Short exercise:
The entire listing is to be repeated verbatim.

[Stored records]
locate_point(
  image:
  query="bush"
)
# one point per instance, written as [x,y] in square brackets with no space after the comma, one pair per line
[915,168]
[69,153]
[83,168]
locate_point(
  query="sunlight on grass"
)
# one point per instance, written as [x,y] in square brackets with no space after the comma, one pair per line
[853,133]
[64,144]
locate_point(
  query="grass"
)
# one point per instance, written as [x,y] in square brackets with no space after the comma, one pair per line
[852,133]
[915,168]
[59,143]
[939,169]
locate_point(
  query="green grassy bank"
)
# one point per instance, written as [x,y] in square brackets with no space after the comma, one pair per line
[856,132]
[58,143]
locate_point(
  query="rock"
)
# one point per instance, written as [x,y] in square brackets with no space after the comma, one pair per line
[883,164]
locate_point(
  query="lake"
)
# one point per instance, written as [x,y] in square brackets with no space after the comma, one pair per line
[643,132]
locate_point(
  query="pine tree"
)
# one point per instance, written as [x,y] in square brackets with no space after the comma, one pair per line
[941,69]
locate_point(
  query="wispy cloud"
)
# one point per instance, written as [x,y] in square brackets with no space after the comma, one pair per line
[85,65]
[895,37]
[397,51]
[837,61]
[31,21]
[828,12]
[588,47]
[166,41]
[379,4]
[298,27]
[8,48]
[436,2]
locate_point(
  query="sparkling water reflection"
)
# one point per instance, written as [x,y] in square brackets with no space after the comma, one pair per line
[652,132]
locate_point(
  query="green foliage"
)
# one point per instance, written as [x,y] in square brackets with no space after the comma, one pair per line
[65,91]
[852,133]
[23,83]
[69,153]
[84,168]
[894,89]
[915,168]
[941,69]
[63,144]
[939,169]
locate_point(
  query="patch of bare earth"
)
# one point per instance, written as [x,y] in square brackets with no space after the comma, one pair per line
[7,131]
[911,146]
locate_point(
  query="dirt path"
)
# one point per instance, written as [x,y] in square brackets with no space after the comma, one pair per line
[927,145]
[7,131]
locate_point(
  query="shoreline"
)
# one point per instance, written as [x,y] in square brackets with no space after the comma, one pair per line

Task output:
locate_point(
  image:
  query="bush"
)
# one point per instance, written as [x,y] in square brackets with no space after the comma, one pair per line
[915,168]
[69,153]
[83,168]
locate_point(
  query="sunlight on grass"
)
# one point per instance, written as [x,y] in square brackets with no space after the comma, one pair per line
[853,133]
[64,144]
locate_point(
  query="grass"
)
# one point per instance, written as [x,y] in square brackets with no space after the comma, one pair per line
[852,133]
[915,168]
[59,143]
[939,169]
locate_point(
  query="green grassy bank"
)
# one point per instance, written as [x,y] in square brackets with no space after the comma, one pair per line
[856,132]
[58,143]
locate_point(
  query="rock"
)
# one point per instance, written as [x,y] in square brackets with no space after the comma, one pair per line
[883,164]
locate_point(
  query="lake"
)
# one point per instance, written as [x,y] in square brackets with no space after the comma, one pair per line
[643,132]
locate_point(
  query="pine tree"
)
# one point per instance, written as [x,y] in square brackets with no space after the comma, one pair per line
[941,69]
locate_point(
  query="wispy cloud"
)
# one point per instance, written as [x,y] in square brackets with no space after the comma, one pair per line
[85,65]
[895,37]
[397,51]
[837,61]
[31,21]
[828,12]
[588,47]
[166,41]
[379,4]
[298,27]
[8,48]
[436,2]
locate_point(
  query="sparkling water reflection"
)
# one point per instance, written as [x,y] in square brackets with no space after the comma, one pair per line
[652,132]
locate_point(
  query="green foliage"
)
# one point per instance, written as [x,y] in square brackets with no space after the comma, one pair per line
[65,91]
[852,133]
[23,83]
[69,153]
[84,168]
[894,89]
[915,168]
[941,69]
[63,144]
[939,169]
locate_point(
  query="patch of bare earth"
)
# one point per instance, written as [x,y] in square brackets with no space after the comma, one pair per line
[7,131]
[911,146]
locate_point(
  query="dirt path"
)
# one point per instance, written as [x,y] in square brackets with no space after the comma, one pair per line
[927,145]
[7,131]
locate_point(
  query="shoreline"
)
# one point per instance, written as [x,y] in square brackets with no space after the comma, one pair per line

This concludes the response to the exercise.